==== DATASET CONTENT

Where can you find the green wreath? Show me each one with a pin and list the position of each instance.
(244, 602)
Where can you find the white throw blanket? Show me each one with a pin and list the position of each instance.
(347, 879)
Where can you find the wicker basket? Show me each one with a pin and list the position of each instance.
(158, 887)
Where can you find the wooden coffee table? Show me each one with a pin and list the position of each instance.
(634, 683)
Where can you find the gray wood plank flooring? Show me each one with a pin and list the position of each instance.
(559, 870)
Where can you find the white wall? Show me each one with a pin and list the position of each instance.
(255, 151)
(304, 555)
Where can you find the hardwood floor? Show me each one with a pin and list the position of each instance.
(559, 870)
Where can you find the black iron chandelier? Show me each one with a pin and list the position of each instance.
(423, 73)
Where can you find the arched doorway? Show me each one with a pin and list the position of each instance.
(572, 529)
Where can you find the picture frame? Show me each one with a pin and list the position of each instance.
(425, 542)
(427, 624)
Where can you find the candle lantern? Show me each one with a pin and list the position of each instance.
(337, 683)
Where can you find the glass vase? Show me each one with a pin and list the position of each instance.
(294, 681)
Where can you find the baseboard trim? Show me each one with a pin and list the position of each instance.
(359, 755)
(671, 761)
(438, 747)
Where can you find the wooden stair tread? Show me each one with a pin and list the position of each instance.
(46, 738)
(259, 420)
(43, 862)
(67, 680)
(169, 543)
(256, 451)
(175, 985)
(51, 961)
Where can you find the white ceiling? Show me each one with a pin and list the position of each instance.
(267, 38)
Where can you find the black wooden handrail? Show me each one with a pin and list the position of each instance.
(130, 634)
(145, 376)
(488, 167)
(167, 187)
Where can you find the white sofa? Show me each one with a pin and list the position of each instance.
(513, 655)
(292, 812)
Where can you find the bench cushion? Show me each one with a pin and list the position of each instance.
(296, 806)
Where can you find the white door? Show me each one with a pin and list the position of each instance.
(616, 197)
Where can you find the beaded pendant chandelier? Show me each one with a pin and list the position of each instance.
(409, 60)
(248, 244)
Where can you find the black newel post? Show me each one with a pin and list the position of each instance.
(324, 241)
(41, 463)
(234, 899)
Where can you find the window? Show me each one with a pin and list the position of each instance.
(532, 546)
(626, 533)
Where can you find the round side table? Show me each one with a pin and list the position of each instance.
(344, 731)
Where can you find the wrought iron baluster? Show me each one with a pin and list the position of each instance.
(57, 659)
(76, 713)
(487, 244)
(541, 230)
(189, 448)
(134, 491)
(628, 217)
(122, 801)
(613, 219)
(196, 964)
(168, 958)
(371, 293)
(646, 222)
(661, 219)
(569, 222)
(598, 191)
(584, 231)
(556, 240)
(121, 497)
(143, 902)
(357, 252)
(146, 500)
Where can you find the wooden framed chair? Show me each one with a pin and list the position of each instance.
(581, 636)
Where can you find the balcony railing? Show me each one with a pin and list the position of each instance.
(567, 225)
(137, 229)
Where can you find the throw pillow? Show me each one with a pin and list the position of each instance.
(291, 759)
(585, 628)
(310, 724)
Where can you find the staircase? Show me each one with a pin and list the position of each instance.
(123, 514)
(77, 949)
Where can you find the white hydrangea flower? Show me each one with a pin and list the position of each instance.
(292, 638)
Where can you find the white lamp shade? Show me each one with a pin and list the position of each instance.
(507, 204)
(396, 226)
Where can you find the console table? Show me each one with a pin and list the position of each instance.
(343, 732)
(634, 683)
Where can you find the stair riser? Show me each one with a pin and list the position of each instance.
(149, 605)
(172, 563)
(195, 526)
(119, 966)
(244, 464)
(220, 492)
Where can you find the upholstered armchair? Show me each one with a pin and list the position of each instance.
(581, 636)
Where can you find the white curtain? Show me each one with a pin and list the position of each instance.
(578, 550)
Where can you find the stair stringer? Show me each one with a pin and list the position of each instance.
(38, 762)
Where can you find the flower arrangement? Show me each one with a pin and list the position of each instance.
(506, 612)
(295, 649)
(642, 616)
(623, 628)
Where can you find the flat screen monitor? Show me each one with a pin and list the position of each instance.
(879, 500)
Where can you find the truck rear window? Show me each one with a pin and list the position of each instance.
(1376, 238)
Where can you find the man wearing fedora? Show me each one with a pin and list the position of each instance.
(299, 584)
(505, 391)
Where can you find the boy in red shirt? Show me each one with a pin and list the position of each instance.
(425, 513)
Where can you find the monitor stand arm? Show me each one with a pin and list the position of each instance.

========

Copy each line of the data exactly, leaving nothing out.

WRITTEN ANSWER:
Where can you find the green wreath? Show me each one with a pin and list the position of each instance.
(244, 602)
Where can you find the white throw blanket? Show me each one with a pin and list the position of each instance.
(347, 879)
Where can you find the wicker basket? Show me each one with a pin and list the position of each instance.
(158, 887)
Where can you find the wooden coffee table? Show me each one with a pin and list the position of each instance.
(634, 683)
Where can you find the gray wood plank flooring? Show me each one with a pin and list the position of each instance.
(559, 870)
Where can you find the white wall? Show me each one with a pin and list the position of each instance.
(255, 151)
(304, 555)
Where can you find the hardwood floor? Show me each one with a pin and list the position of each instance.
(559, 870)
Where can you find the black iron chandelier? Show me each one with a pin and list the position of each instance.
(423, 73)
Where can you find the arched doorway? Show me each one with a pin and list the position of each instance.
(572, 529)
Where can you find the picture frame? Show me each one with a pin and list the position of each instance.
(425, 542)
(427, 624)
Where can you find the candle lantern? Show me each one with a pin and list the position of each instance.
(337, 683)
Where can you find the glass vase? Show me each one with a pin and list the position of each instance.
(294, 681)
Where can you find the baseboard trim? Show me each one with a pin and list the position of each instance.
(359, 755)
(671, 761)
(438, 747)
Where can you find the wooden stair tread? Show me each one with a pin and list the position of each instance.
(46, 738)
(259, 420)
(43, 862)
(67, 680)
(169, 543)
(256, 451)
(175, 985)
(51, 961)
Where can you find the white ceiling? Show me each one with a pin and list the position of each instance.
(267, 38)
Where can you find the black wooden handrail? Show me each one with a pin and list the position of each instance.
(130, 634)
(145, 376)
(488, 167)
(167, 187)
Where can you find the white sofa? Show me each one with a pin and list the position of each instance.
(513, 655)
(292, 812)
Where can you find the bench cushion? Show me each one with a pin and list the position of each instance.
(296, 806)
Where can you find the white door? Show me each one with a pin and list the position of each instance.
(616, 197)
Where can you find the beaded pendant chandelier? Show me each one with a pin and list the position of each instance.
(409, 60)
(248, 244)
Where can you find the black newel post? Show me each one with a pin and list the position of each instance.
(324, 241)
(41, 463)
(234, 899)
Where can you find the window? Show me each one with a pin and list the position of each instance.
(532, 546)
(626, 533)
Where can you find the round side table? Show me each one with a pin and list the position of each instance.
(344, 731)
Where can you find the wrought iron baluster? Show me each one with a pin and list the position of each instance.
(57, 659)
(76, 713)
(487, 244)
(541, 230)
(189, 448)
(134, 491)
(628, 217)
(122, 801)
(613, 219)
(196, 964)
(168, 958)
(371, 293)
(646, 222)
(661, 219)
(569, 222)
(598, 191)
(584, 231)
(556, 240)
(121, 497)
(143, 902)
(357, 252)
(146, 500)
Where can you find the wooden framed chair? Show me each one with a pin and list the position of each instance.
(581, 636)
Where can you find the balcony railing? Show me each one with a pin and list the position of each instance.
(567, 225)
(137, 229)
Where can you find the throw pillow? Show me each one with a pin and list the position of each instance.
(291, 759)
(585, 628)
(310, 724)
Where can you find the staircase? Show me each one with a pin and list the position of each instance.
(123, 514)
(77, 949)
Where can you find the white hydrangea flower? Show me each one with a pin and list the position of each instance.
(292, 638)
Where can you find the white lamp shade? Show me each one with a pin and list the position of each instance.
(507, 204)
(396, 226)
Where can you find the console table? Show me each one with a pin and list the position of each instance.
(343, 732)
(634, 683)
Where can you find the stair riser? Show me each one with a pin and list the position of each instance.
(149, 605)
(172, 563)
(195, 526)
(119, 966)
(244, 464)
(220, 492)
Where can you find the upholstered armchair? Show me each one with a pin and list the position of each instance.
(581, 636)
Where can you find the white curtain? Show me each one with a pin and list the position of each instance.
(578, 550)
Where can you find the stair stringer? Show me each one with a pin and list the position of each instance.
(38, 762)
Where can you find the flower arrangement? Show me each one with a pin and list the position of each instance.
(506, 612)
(295, 649)
(642, 616)
(623, 628)
Where can you find the flat screen monitor? Show me each one with a pin and list the position of each instance.
(879, 500)
Where can you find the truck rear window? Show me each one with a pin and list the position of each instance.
(1376, 238)
Where can you find the man wearing fedora? Show me each one with a pin and list the position of each instance.
(299, 584)
(505, 391)
Where can you find the boy in red shirt? Show me each one with a pin and list the position of each instance.
(425, 513)
Where can you find the monitor stand arm? Show me each one with a pin and list the position of each instance.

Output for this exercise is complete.